→ **EXPLORE THE MATERIAL**
1 - Answer these questions using the service dog article:
(a) In what grade was Braden Deupree diagnosed with epilepsy?
(b) How does Jessie signal to Deupree that a seizure is about to happen?
(c) Who runs Give Us Paws, and in which military branch did he serve?
2 - From the service dog article, write out everything from "A look also" down to "life and death.".

**** EXTRACT

What does it take to train a certified service dog?
A look also at effort to crack down on service dog fraud
HOUSTON – Everywhere you look these days, some dog has a service vest slapped on its back, but for those who truly need a service animal's assistance, the difference between the real thing and an impostor can be a matter of life and death.
Braden Deupree, 22, is a student at Texas A&M University who was diagnosed with epilepsy in the fifth grade. His service dog, Jessie, is always by his side. His seizures are unpredictable. Or, at least, they are to him.
"She can touch me on my lap or leg, and that is her way to alert me that I am about to have a seizure," Deupree said. "Then I can lay down and take a seat somewhere quiet, and that will keep me safe from bumping into things or falling."
Jessie's training was provided by Give Us Paws, a nonprofit organization that trains dogs for veterans and the disabled. It's run by Paul Beuscher, a Navy veteran who talked to scores of veterans who were suffering physically and emotionally and recognized the need to pair trained canines with those who needed them most.

********
**** MATERIAL SUPPLIED

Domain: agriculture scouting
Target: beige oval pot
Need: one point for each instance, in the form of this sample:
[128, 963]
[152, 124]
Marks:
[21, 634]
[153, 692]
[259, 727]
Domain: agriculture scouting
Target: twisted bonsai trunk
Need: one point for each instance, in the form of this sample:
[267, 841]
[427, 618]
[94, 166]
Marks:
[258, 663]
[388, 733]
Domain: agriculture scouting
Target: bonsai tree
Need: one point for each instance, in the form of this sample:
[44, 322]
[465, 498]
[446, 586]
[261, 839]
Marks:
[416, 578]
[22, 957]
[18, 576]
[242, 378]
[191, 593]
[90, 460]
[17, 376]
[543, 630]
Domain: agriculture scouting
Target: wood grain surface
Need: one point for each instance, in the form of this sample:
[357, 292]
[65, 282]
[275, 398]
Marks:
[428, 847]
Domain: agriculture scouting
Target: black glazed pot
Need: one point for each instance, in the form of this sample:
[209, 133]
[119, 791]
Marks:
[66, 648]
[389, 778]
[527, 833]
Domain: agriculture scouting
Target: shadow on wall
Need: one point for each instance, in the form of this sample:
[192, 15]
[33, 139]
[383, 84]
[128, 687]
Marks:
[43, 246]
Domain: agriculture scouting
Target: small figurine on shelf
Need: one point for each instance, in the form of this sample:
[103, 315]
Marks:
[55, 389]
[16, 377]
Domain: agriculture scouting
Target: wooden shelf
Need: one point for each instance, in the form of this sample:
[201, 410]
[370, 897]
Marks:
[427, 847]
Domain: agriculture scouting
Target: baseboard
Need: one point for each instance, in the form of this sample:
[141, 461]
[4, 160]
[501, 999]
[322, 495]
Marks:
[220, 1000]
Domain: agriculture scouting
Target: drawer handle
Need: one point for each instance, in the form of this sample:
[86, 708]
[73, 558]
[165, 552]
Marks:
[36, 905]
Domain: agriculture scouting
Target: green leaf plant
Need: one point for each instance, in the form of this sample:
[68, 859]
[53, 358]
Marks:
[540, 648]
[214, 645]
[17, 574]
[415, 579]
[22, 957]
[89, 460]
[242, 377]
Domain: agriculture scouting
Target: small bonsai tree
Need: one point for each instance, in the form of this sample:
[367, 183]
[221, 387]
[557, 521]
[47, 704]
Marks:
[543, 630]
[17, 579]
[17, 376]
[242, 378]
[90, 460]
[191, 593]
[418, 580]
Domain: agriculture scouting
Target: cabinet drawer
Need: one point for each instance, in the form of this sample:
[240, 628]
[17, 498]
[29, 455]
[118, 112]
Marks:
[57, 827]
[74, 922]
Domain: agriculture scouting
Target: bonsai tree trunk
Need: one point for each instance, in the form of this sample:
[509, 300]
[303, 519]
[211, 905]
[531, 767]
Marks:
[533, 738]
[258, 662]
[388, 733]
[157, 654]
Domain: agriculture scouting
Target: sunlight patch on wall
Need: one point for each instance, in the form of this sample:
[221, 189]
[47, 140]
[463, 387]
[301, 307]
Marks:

********

→ **TASK ANSWERS**
1 -
(a) The fifth grade.
(b) She touches him on his lap or leg.
(c) Paul Beuscher, who served in the Navy.

2 -
A look also at effort to crack down on service dog fraud
HOUSTON – Everywhere you look these days, some dog has a service vest slapped on its back, but for those who truly need a service animal's assistance, the difference between the real thing and an impostor can be a matter of life and death.